▶ Brief A: From the passage on image quality evaluation, print the text starting with "details = metric.evaluate(prompt, image)[0]" and going on through "call metric.compute(prompt, image).".
▶ Brief B:
Answer these questions from the passage on image quality evaluation:
(i) Which two metrics are listed as applicable for multi-dimensional image quality evaluation?
(ii) Which call can be used if only the primary score is needed?
(iii) What two things does UnifiedReward Edit evaluate about an edited image?

▶ Source passage:
+ + + +

Multi-Dimensional Image Quality Evaluation
Applicable metrics: UnifiedReward 2.0, Qwen-Image-Bench
These metrics also receive a prompt and an image, but in addition to the primary score, evaluate() returns more detailed evaluation dimensions. They are useful when you need to analyze text-image alignment, visual coherence, style, or multi-level quality dimensions.
Qwen-Image-Bench
from diffsynth.metrics import ModelConfig, QwenImageBenchMetric
metric = QwenImageBenchMetric.from_pretrained(
model_config=ModelConfig(
model_id="Qwen/Qwen-Image-Bench",
origin_file_pattern="model-*.safetensors",
),
processor_config=ModelConfig(
model_id="Qwen/Qwen-Image-Bench",
origin_file_pattern="",
),
device="cuda",
)
details = metric.evaluate(prompt, image)[0]
score = details["total_score"]
print(details["level1_scores"])
print(details["level2_scores"])
If you only need the primary score, you can also call metric.compute(prompt, image).
Image Editing Quality Evaluation
Applicable metric: UnifiedReward Edit
UnifiedReward Edit evaluates whether an edited image follows the editing instruction and whether it is over-edited. The input usually includes an editing instruction, a source image, and edited image candidates. It supports three tasks:
edit_pointwise_score: scores a single edited result with[source_image, edited_image].edit_pairwise_rank: compares two edited results and returns the winner with[source_image, edited_image_1, edited_image_2].edit_pairwise_score: returns separate scores for two edited results with[source_image, edited_image_1, edited_image_2].

+ + + +

▶ Data listing:

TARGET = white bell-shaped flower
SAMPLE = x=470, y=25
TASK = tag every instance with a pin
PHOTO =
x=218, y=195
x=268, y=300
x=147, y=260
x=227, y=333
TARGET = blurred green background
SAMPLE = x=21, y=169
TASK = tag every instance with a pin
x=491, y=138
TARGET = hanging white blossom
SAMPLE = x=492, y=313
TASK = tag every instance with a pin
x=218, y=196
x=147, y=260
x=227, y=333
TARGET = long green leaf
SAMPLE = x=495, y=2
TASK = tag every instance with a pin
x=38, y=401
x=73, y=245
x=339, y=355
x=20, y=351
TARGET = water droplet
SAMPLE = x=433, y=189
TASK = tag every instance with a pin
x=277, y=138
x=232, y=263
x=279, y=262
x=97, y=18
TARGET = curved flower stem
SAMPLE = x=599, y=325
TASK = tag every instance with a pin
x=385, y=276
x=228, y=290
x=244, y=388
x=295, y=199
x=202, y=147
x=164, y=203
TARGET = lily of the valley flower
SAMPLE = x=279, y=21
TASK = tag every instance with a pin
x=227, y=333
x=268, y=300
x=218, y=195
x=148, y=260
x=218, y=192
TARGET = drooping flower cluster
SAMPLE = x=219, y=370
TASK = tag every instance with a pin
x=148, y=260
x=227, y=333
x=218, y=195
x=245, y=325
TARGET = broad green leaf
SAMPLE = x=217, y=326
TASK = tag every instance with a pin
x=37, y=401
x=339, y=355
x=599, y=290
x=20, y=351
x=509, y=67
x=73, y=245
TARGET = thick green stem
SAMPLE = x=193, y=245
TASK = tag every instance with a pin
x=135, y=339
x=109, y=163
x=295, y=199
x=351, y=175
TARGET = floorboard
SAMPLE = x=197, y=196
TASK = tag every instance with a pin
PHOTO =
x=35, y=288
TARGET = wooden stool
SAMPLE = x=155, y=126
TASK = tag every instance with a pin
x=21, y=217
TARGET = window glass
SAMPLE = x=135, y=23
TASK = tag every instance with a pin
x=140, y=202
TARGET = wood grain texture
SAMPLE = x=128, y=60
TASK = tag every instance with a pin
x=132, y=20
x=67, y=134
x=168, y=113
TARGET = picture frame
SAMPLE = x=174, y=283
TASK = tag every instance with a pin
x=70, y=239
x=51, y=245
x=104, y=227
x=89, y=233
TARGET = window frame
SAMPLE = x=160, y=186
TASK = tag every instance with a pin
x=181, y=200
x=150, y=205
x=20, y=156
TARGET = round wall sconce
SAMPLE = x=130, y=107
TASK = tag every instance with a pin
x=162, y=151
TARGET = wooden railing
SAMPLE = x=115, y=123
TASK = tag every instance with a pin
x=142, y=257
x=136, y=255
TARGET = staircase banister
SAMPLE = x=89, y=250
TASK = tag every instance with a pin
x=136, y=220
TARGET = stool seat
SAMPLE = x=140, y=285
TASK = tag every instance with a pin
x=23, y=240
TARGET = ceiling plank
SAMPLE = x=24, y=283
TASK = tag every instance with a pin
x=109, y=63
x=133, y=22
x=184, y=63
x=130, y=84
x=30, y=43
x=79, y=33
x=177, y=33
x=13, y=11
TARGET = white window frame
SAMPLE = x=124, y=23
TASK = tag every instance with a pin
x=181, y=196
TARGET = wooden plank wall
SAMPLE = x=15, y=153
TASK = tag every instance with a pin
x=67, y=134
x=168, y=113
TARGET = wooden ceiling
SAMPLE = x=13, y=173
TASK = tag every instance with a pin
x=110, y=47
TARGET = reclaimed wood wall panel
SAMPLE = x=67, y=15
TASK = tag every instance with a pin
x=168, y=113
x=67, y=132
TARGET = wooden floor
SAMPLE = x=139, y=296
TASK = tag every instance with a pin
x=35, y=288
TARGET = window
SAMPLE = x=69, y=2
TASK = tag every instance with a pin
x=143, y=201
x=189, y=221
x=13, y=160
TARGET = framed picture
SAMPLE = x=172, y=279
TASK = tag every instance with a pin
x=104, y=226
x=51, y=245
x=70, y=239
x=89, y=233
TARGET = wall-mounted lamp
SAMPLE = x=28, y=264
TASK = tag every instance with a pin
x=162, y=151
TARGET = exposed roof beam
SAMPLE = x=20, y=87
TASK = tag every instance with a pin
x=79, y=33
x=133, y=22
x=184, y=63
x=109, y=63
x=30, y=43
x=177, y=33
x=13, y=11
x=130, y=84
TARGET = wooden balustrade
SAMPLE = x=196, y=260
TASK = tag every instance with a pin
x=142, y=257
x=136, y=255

+ + + +

▶ Result A:
details = metric.evaluate(prompt, image)[0]
score = details["total_score"]
print(details["level1_scores"])
print(details["level2_scores"])
If you only need the primary score, you can also call metric.compute(prompt, image).

▶ Result B:
(i) UnifiedReward 2.0 and Qwen-Image-Bench.
(ii) metric.compute(prompt, image).
(iii) Whether the edited image follows the editing instruction and whether it is over-edited.